#### [PROBLEM REQUIREMENTS]
From the line with "Guideline — for every instance of the overcast" through the line with "Guideline — for every instance of the green", inclusive, return each line of the data below exactly and leave the rest out.

[Opening EXTRACTED RECORDS section]

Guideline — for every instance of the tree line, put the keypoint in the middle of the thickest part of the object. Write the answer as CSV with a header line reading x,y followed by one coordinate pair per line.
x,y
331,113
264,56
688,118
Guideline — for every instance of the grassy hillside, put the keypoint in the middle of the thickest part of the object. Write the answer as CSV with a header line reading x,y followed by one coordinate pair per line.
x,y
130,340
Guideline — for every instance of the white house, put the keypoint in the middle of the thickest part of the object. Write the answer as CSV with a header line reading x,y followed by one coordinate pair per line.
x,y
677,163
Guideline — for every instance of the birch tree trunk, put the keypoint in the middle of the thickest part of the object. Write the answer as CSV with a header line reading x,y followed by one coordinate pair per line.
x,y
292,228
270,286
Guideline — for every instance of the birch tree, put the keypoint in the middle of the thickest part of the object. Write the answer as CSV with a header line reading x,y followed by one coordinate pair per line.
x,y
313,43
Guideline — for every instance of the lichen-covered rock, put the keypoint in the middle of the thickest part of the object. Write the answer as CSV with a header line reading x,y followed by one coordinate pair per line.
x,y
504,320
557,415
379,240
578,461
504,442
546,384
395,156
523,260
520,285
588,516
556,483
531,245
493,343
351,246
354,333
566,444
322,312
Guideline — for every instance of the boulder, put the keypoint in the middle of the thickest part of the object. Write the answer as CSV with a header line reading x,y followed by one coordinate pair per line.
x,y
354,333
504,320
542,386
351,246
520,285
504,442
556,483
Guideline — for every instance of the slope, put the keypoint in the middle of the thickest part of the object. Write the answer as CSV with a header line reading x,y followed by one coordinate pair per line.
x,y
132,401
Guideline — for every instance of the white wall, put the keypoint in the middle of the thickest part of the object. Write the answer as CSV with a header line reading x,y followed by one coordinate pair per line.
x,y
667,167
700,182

[Closing EXTRACTED RECORDS section]
[Opening EXTRACTED RECORDS section]

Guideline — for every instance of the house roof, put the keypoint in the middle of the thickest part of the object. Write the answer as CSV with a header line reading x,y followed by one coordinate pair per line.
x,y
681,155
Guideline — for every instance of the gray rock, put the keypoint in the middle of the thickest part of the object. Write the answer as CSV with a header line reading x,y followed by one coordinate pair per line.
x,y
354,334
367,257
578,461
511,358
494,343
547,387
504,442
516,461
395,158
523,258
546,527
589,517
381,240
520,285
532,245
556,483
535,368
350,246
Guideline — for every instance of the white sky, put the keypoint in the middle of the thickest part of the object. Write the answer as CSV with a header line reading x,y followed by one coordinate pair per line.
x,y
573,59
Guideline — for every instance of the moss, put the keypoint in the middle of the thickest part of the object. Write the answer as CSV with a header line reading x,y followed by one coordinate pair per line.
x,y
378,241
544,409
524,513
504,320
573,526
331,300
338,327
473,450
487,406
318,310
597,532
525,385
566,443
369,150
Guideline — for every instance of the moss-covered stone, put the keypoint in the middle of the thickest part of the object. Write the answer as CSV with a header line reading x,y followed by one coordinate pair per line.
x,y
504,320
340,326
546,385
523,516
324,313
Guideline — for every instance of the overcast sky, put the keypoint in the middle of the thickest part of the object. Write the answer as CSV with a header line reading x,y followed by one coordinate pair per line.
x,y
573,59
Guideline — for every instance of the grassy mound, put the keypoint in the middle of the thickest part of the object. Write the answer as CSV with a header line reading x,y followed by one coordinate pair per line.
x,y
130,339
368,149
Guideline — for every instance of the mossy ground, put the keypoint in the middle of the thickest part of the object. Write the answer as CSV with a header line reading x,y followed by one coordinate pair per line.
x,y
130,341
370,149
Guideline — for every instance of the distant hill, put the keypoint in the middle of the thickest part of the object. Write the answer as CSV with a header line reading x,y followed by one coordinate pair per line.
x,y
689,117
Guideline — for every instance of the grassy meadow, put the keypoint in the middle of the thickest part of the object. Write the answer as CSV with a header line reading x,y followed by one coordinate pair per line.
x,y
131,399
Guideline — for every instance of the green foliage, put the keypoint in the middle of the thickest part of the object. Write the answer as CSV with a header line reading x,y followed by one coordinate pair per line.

[Closing EXTRACTED RECORDS section]

#### [RESULT OF THE TASK]
Guideline — for every instance of the overcast sky, put the keypoint in the middle of the thickest part of the object. Write the answer as CSV with a header line reading x,y followed by one coordinate pair per line.
x,y
573,59
Guideline — for every instance of the grassy mound, put the keypoint in the middle of the thickest part of the object. Write the answer as CSV with a header line reading x,y followed by one coordinate pair per line.
x,y
130,339
368,149
Guideline — for every instance of the mossy ground, put the keypoint in the middle of the thickest part of the object. Write the answer as CSV with a header line reading x,y followed by one coordinate pair per line.
x,y
130,341
370,149
Guideline — for every instance of the distant hill, put the keypoint in the middle of the thickest part of the object. Write the answer as CSV with a header line reading x,y followed by one coordinate pair per line.
x,y
689,117
Guideline — for every instance of the grassy meadow, put the keypoint in the middle of the thickest part of the object. Write the answer as CSV with a header line reading x,y followed by one coordinate pair per line.
x,y
131,399
Guideline — for every instance of the green foliage, put the keypoint in the middle of the thickest part of the object. Write the answer as CSV with a header line reading x,y followed by one coordinate pair per line.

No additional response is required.